# [WHAT TO PRODUCE]
Set down the complete data exactly as it appears below.

# [DATA PROVIDED]
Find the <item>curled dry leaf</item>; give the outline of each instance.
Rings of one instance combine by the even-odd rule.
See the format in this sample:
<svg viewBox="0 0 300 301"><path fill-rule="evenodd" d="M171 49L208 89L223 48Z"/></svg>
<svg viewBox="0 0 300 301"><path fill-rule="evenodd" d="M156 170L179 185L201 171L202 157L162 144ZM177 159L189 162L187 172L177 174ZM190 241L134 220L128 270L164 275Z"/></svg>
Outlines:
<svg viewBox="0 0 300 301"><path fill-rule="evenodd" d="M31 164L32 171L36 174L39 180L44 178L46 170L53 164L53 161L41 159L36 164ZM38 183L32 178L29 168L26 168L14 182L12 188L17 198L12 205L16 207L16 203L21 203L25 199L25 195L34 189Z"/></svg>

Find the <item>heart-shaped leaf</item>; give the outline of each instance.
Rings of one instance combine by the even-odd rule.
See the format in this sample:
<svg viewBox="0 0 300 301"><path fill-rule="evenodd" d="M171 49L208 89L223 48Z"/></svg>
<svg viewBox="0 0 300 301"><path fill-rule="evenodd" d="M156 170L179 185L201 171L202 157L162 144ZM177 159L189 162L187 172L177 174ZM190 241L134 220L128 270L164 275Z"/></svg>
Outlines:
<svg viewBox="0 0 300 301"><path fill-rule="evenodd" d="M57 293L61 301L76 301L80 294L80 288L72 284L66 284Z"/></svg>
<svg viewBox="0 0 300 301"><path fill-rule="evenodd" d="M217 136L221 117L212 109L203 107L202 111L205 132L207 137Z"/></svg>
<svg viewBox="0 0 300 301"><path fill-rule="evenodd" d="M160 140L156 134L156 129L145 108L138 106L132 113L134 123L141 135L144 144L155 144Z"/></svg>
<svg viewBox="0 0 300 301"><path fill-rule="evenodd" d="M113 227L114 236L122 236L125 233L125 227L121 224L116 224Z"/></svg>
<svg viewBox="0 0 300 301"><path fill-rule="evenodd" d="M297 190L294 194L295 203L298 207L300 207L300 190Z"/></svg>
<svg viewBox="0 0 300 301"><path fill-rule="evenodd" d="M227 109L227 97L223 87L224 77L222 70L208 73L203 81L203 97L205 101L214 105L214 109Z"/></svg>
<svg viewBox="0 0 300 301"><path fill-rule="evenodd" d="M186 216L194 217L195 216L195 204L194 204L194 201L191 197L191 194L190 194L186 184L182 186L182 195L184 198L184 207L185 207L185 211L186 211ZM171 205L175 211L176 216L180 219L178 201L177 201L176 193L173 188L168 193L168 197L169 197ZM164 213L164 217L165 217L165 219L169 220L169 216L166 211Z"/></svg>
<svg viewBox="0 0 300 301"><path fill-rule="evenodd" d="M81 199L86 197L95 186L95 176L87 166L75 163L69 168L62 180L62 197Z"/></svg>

# [OUTPUT FOR THIS EXERCISE]
Find the <item>curled dry leaf</item>; give the outline of each instance.
Rings of one instance combine by the even-odd rule.
See the format in this sample:
<svg viewBox="0 0 300 301"><path fill-rule="evenodd" d="M171 49L208 89L223 48Z"/></svg>
<svg viewBox="0 0 300 301"><path fill-rule="evenodd" d="M156 170L179 185L201 171L202 157L162 144ZM177 159L189 162L187 172L177 174ZM190 241L134 220L128 270L164 275Z"/></svg>
Outlines:
<svg viewBox="0 0 300 301"><path fill-rule="evenodd" d="M31 164L32 171L36 174L39 180L44 178L46 170L53 164L53 161L41 159L36 164ZM38 183L32 178L29 168L26 168L14 182L12 188L17 198L12 205L16 207L16 203L21 203L25 199L25 195L34 189Z"/></svg>

Find the <item>heart-shaped leaf</item>; give the outline of each instance.
Rings of one instance combine by the even-odd rule.
See the format in this sample:
<svg viewBox="0 0 300 301"><path fill-rule="evenodd" d="M171 49L208 89L223 48Z"/></svg>
<svg viewBox="0 0 300 301"><path fill-rule="evenodd" d="M156 170L179 185L201 171L202 157L162 144ZM177 159L189 162L187 172L177 174ZM190 241L134 220L128 270L164 275Z"/></svg>
Outlines:
<svg viewBox="0 0 300 301"><path fill-rule="evenodd" d="M57 293L61 301L76 301L80 294L80 288L72 284L66 284Z"/></svg>
<svg viewBox="0 0 300 301"><path fill-rule="evenodd" d="M217 136L221 117L212 109L203 107L202 111L205 132L207 137Z"/></svg>
<svg viewBox="0 0 300 301"><path fill-rule="evenodd" d="M160 140L156 134L156 129L145 108L138 106L132 113L134 123L141 135L144 144L155 144Z"/></svg>
<svg viewBox="0 0 300 301"><path fill-rule="evenodd" d="M113 227L114 236L122 236L125 233L125 227L121 224L116 224Z"/></svg>
<svg viewBox="0 0 300 301"><path fill-rule="evenodd" d="M297 190L294 194L295 203L298 207L300 207L300 190Z"/></svg>
<svg viewBox="0 0 300 301"><path fill-rule="evenodd" d="M227 109L227 97L223 87L224 77L222 70L208 73L203 81L203 97L205 101L214 105L214 109Z"/></svg>
<svg viewBox="0 0 300 301"><path fill-rule="evenodd" d="M186 216L194 217L195 216L195 204L194 204L194 201L191 197L191 194L190 194L186 184L182 186L182 195L184 198L184 207L185 207L185 211L186 211ZM171 205L175 211L176 216L180 219L178 201L177 201L176 193L173 188L168 193L168 197L169 197ZM164 213L164 217L165 217L165 219L169 220L169 216L166 211Z"/></svg>
<svg viewBox="0 0 300 301"><path fill-rule="evenodd" d="M81 199L86 197L95 186L95 176L87 166L75 163L69 168L62 180L62 197Z"/></svg>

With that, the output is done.